SUPPLIED TEXT:
- - -

The basic mathematical relationships of the described MLP neural network are described below. The output signal y of the neural network can be described by the following equation:

$${\mathrm{y}}_{\mathrm{k}}=\mathrm{f}\left({\displaystyle \sum }_{\mathrm{i}=1}^{\mathrm{K}}{\mathrm{w}}_{\mathrm{ki}}^{\left(2\right)}\mathrm{g}\left({\displaystyle \sum }_{\mathrm{j}=0}^{\mathrm{N}}{\mathrm{w}}_{\mathrm{ij}}^{\left(1\right)}{\mathrm{x}}_{\mathrm{j}}\right)\right)$$

(5)

where ${\mathrm{x}}_{\mathrm{j}}={\left[{\mathrm{x}}_0,{\mathrm{x}}_1,{\mathrm{x}}_2,\dots ,{\mathrm{x}}_{\mathrm{N}}\right]}^{\mathrm{T}}$ is the input vector of the neural network (${\mathrm{x}}_0$ is the unit signal of polarization), ${\mathrm{y}}_{\mathrm{k}}={\left[{\mathrm{y}}_1,{\mathrm{y}}_2,\dots ,{\mathrm{y}}_{\mathrm{M}}\right]}^{\mathrm{T}}$ is the output vector of the neural network, ${\mathrm{w}}_{\mathrm{ki}}$ is the matrix with weights of the neural network, k is the number of neurons in the hidden layer, f(v) is the output layer activation function, and g(u) is the input layer activation function [24].

The number of layers with the specification of the used parameters; i.e., the number of neurons or activation functions, constitute the architecture of a specific MLP. Hidden layers also have parameters called weights in which all the knowledge of the neural network is stored. Moreover, they are modified during the process of learning neural networks.

Artificial neural networks have several applications in various technical fields, which include, among others, sales forecasting, optimization of commercial activities, sensitivity analysis, localization, and control of industrial processes. The discussed structures are most often used in solving two characteristic problems:

• Prediction-based on certain input data—specific output data is predicted [25,26,27];
• Classification-based on the input data—a division into classes and divisions is made according to a specific rule [28,29].

In addition, neural networks, thanks to the ability to learn, adapt, and generalize, allow for the automation of inference processes based on the collected data, and enable the detection of the most significant connections in the case of large data sets, which makes them a very frequently used method of data analysis in the context of Big Data.

4. Results of Forecasting the Price of Electric Vehicles

This section is divided into two parts, using:

• Decision trees (Section 3.1);
• Neural networks (Section 3.2).

- - -

MATERIAL:
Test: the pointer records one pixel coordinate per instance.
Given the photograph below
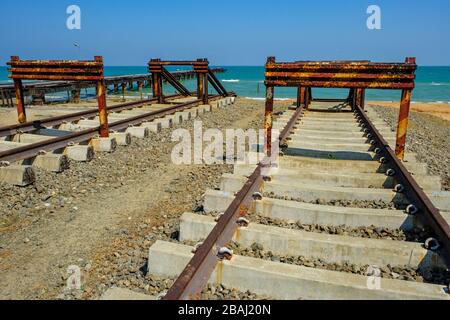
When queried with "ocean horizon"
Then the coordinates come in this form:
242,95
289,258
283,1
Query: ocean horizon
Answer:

- - -

WHAT TO DO:
(A) Answer these questions using the neural network text.
(i) What is x₀ in the input vector?
(ii) Where is all the knowledge of the neural network stored?
(iii) Which two characteristic problems are the discussed structures most often used to solve?
(B) From the neural network text, extract the passage between "The number of layers" and "specific rule [28,29].", inclusive.

OUTPUTS IN ORDER:
(A)
(i) The unit signal of polarization.
(ii) In the weights, which are parameters of the hidden layers.
(iii) Prediction and classification.

(B)
The number of layers with the specification of the used parameters; i.e., the number of neurons or activation functions, constitute the architecture of a specific MLP. Hidden layers also have parameters called weights in which all the knowledge of the neural network is stored. Moreover, they are modified during the process of learning neural networks.

Artificial neural networks have several applications in various technical fields, which include, among others, sales forecasting, optimization of commercial activities, sensitivity analysis, localization, and control of industrial processes. The discussed structures are most often used in solving two characteristic problems:

• Prediction-based on certain input data—specific output data is predicted [25,26,27];
• Classification-based on the input data—a division into classes and divisions is made according to a specific rule [28,29].